Challenge: Starting at the line in the listing below that contains "Label the tapered" and going through the end of the listing, rewrite those lines as a numbered list, with blank lines and pictures left out.

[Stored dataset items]

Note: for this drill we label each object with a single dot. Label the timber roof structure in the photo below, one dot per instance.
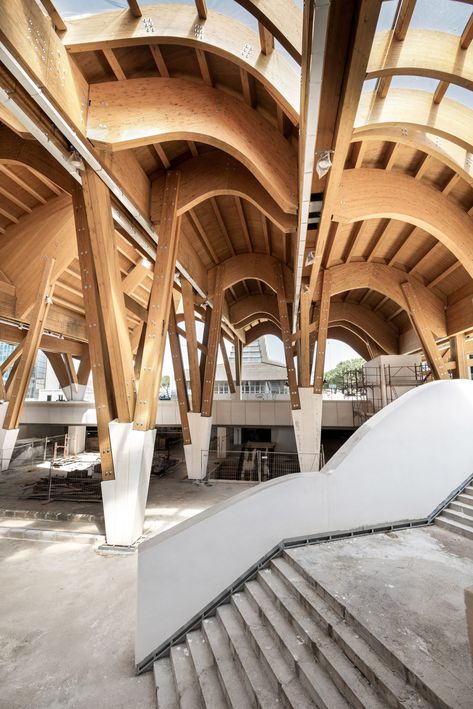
(241, 99)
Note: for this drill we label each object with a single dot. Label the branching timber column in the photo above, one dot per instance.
(10, 412)
(226, 364)
(322, 334)
(158, 310)
(179, 375)
(421, 325)
(286, 337)
(112, 306)
(192, 349)
(96, 337)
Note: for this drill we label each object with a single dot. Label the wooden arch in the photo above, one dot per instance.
(422, 53)
(175, 24)
(189, 111)
(412, 108)
(215, 174)
(387, 281)
(258, 267)
(369, 193)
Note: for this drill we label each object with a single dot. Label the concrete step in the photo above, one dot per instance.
(346, 677)
(382, 670)
(460, 506)
(166, 693)
(457, 516)
(290, 664)
(454, 526)
(231, 682)
(205, 669)
(187, 685)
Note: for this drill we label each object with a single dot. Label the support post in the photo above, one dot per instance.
(286, 335)
(322, 334)
(421, 325)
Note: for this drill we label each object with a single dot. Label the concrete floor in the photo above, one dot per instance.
(68, 614)
(407, 589)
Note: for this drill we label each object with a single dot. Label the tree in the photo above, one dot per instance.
(336, 375)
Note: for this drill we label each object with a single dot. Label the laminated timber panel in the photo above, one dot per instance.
(387, 281)
(215, 174)
(411, 108)
(47, 231)
(439, 57)
(368, 193)
(188, 111)
(176, 25)
(30, 36)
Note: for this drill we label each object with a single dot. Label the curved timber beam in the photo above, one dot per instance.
(176, 109)
(415, 109)
(369, 193)
(446, 152)
(214, 174)
(387, 281)
(240, 310)
(422, 53)
(176, 24)
(258, 267)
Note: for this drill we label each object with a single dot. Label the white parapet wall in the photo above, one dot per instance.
(399, 466)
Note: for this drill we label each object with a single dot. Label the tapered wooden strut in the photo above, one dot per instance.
(226, 364)
(159, 308)
(98, 354)
(30, 346)
(287, 338)
(322, 334)
(179, 375)
(191, 338)
(112, 306)
(214, 338)
(421, 325)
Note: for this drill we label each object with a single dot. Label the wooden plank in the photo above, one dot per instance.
(322, 333)
(158, 309)
(179, 375)
(421, 325)
(212, 347)
(286, 336)
(98, 353)
(191, 338)
(226, 364)
(112, 306)
(30, 346)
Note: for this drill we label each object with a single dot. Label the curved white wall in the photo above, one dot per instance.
(398, 466)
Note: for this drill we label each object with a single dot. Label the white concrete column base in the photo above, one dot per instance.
(197, 452)
(74, 392)
(76, 439)
(308, 429)
(124, 499)
(8, 438)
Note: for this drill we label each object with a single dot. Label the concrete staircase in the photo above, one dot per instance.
(457, 517)
(284, 641)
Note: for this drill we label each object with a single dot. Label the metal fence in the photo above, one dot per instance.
(254, 465)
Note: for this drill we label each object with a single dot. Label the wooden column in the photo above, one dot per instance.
(304, 344)
(159, 308)
(192, 348)
(101, 237)
(421, 325)
(286, 334)
(212, 347)
(226, 364)
(322, 334)
(98, 352)
(179, 374)
(30, 346)
(460, 356)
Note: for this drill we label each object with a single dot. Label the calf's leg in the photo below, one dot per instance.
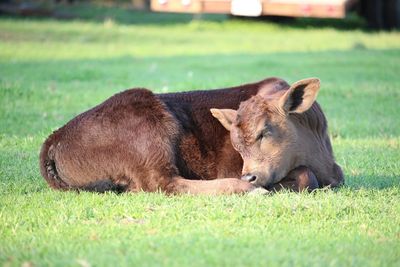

Response for this exercise:
1. Note: for this drill we label each object with a single dot. Label the tapered wooden strut in the photo above, one dot per instance.
2. (226, 364)
3. (159, 308)
4. (98, 354)
5. (30, 346)
6. (287, 338)
7. (322, 334)
8. (179, 375)
9. (191, 338)
10. (112, 306)
11. (214, 338)
12. (421, 325)
13. Note: for this drill we label each object with a single dot. Label the wooden plank in the photo above, one dot per instance.
14. (322, 333)
15. (158, 309)
16. (179, 375)
17. (421, 325)
18. (212, 347)
19. (286, 336)
20. (98, 353)
21. (191, 338)
22. (226, 364)
23. (112, 306)
24. (30, 346)
25. Note: for this drill we label each object with a single dot. Label the curved white wall in the photo above, one dot per instance.
26. (398, 466)
27. Note: for this drill we label each object with a single dot. Label the white concrete column base in the photo above, one dot per instance.
28. (197, 452)
29. (74, 392)
30. (76, 439)
31. (308, 429)
32. (124, 499)
33. (8, 438)
34. Note: for this drill we label each object with a single dot. Label the concrete staircase in the photo above, one dot per instance.
35. (457, 517)
36. (284, 641)
37. Note: for this drill we label each object with a single dot. Label the metal fence in the photo above, one dot per instance.
38. (254, 465)
39. Note: for this drill we label each object with a single dot. Label the wooden column in the photo above, one dot per instance.
40. (304, 344)
41. (159, 308)
42. (192, 348)
43. (101, 237)
44. (421, 325)
45. (286, 334)
46. (212, 347)
47. (226, 364)
48. (322, 334)
49. (98, 352)
50. (179, 374)
51. (30, 346)
52. (460, 356)
53. Note: for this drill we label each object with a single dot. Label the calf's leg in the photo below, one dot per instance.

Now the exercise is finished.